## Trecho do texto
====
Alysson Nunes Diógenes*
No apagar das luzes do governo Michel Temer foi sancionado o Rota 2030. O programa, que estava em negociação por mais de 20 meses, promete um direcionamento para a política industrial do setor automotivo pelos próximos 15 anos. Na prática, trata-se de um conjunto de incentivos para o setor que historicamente já é bastante beneficiado. Nos últimos 10 anos, já foram mais de R$ 20 bilhões. Apenas em 2019, já incluindo o programa, são previstos em torno de R$ 7,2 bilhões de incentivo para o setor. Recursos que poderiam muito bem ser aplicados em outras áreas.
O governo coloca algumas exigências: as montadoras devem investir em pesquisa e desenvolvimento no Brasil, para melhorar a eficiência energética de seus veículos até 2022; estimular o desenvolvimento de manufatura avançada, conectividade, big data, veículos híbridos e várias outras tecnologias. Além disso, se a redução no consumo de combustíveis e emissões em cinco anos for maior que 11%, haverá benefícios adicionais – há mais metas para os anos seguintes.
Investir em pesquisa e desenvolvimento ou em benesses tecnológicas não deveria ser responsabilidade do governo, e sim, interesse da própria montadora. Cada real investido em pesquisa retorna na forma de melhoria do produto e lucro para a montadora. Assim sendo, qual a razão de investimentos do governo federal e de impostos do Brasil em pesquisa e desenvolvimento de montadoras? Por acaso, as mesmas doarão seus lucros para o país?
Considera-se, mais ainda, que essas mesmas montadoras são multinacionais e, costumeiramente, não fazem pesquisas no Brasil, e sim, em seus países de origem, como Estados Unidos, França, Alemanha, Suécia e Japão. No Brasil, o projeto de um novo veículo muitas vezes vem completamente pronto ou apenas para ser adaptado à legislação. Isso implica no óbvio: dificilmente essas montadoras farão, de fato, pesquisa real, efetiva e relevante no país destino que a está financiando – o Brasil.
====
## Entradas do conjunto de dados

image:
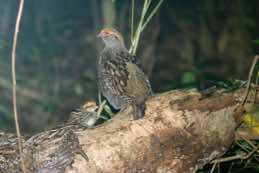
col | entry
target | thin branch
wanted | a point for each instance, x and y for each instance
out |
(17, 25)
(250, 78)
(236, 157)
(152, 14)
(132, 20)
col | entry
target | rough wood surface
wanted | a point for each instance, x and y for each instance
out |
(180, 133)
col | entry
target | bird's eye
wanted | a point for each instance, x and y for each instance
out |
(114, 37)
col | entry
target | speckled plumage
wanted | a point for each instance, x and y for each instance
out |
(120, 76)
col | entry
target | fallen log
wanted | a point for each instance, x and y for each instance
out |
(180, 133)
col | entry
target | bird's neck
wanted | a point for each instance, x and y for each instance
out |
(115, 48)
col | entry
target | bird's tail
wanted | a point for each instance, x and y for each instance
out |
(139, 111)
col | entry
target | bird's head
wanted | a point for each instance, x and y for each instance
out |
(111, 38)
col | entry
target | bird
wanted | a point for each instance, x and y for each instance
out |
(121, 78)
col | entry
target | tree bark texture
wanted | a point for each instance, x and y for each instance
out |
(181, 132)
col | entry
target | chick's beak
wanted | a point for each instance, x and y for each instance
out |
(99, 35)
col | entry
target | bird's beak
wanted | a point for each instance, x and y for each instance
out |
(99, 35)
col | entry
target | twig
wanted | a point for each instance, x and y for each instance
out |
(17, 25)
(132, 20)
(250, 78)
(142, 24)
(236, 157)
(152, 14)
(256, 84)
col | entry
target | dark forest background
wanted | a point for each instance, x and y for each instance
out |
(188, 44)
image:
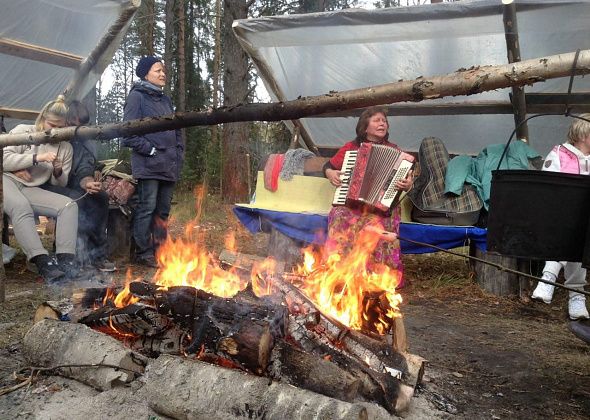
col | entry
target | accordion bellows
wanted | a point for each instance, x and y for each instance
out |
(370, 174)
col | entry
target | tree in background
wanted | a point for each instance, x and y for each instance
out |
(184, 33)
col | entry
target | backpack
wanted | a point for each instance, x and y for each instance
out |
(431, 204)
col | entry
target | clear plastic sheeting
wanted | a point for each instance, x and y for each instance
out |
(70, 28)
(313, 54)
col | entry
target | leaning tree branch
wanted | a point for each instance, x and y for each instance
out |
(462, 82)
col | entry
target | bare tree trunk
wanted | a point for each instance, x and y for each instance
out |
(462, 82)
(216, 78)
(235, 89)
(147, 20)
(181, 97)
(2, 272)
(168, 39)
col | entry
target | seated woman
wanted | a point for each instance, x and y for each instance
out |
(26, 167)
(93, 203)
(344, 223)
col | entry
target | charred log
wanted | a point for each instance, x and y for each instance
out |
(51, 343)
(137, 320)
(181, 388)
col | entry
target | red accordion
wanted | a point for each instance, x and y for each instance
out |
(369, 176)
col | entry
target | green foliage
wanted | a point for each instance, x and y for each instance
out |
(147, 34)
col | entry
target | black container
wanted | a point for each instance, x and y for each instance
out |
(539, 215)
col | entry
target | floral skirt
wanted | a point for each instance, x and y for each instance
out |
(345, 223)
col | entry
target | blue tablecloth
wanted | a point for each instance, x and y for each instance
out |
(312, 228)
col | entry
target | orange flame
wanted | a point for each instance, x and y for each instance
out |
(343, 287)
(124, 297)
(184, 262)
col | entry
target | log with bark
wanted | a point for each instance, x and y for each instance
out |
(337, 376)
(377, 353)
(243, 328)
(183, 389)
(50, 343)
(462, 82)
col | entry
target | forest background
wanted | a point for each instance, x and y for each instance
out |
(207, 68)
====
## Aplique a leitura
#1 Traduza para o inglês esta frase do texto sobre o Rota 2030: "Cada real investido em pesquisa retorna na forma de melhoria do produto e lucro para a montadora."
#2 De acordo com o texto sobre o Rota 2030, por quantos anos o programa promete orientar a política industrial do setor automotivo?
#3 Dê seguimento ao texto sobre o Rota 2030, começando logo depois da última frase apresentada.
Os registros são um material à parte, separado do texto.

## Respostas das tarefas
#1 Every real invested in research comes back as product improvement and profit for the automaker.

#2 Pelos próximos 15 anos.

#3
Sobre as reduções de emissão, a legislação europeia já é muito mais rigorosa do que a nacional. Por exemplo, em emissões de motores a Diesel, a legislação europeia é tal que os veículos europeus emitem 200 vezes menos enxofre que a frota brasileira. Isso deveria ter se adequado em 2016, mas até 2019 está em negociação. Dessa forma, superar 11% de redução, quando a tecnologia está pronta e apenas não foi implantada, parece fácil.
Há de se ouvir o argumento de sempre, que a indústria automotiva e sua cadeia produtiva geram muitos empregos. E é verdade. Mas também é verdade que a indústria automotiva pode sobreviver sem subsídios, como sobrevive em vários países. Outro argumento menos empoeirado é que agora o setor tem previsibilidade pelos próximos anos. Poderia ter previsibilidade sem incentivos fiscais.
Por fim, não se deve entender que investimento em pesquisa e desenvolvimento (seja onde for) é desnecessário. É exatamente o oposto. Todo investimento em desenvolvimento de tecnologia nacional não é somente bem-vindo, mas necessário. Por outro lado, em vez de ceder recursos para montadoras que invistam em pesquisa própria, um critério muito mais coerente seria investir nas montadoras que desenvolvessem centros de pesquisa em conjunto com universidades públicas ou privadas. Aí sim, talvez o país poderia colher o retorno de uma pesquisa de ponta, tanto em pessoal, quanto em tecnologia.
*Alysson Nunes Diógenes é doutor em Engenharia Mecânica e professor dos cursos de Engenharia da Universidade Positivo.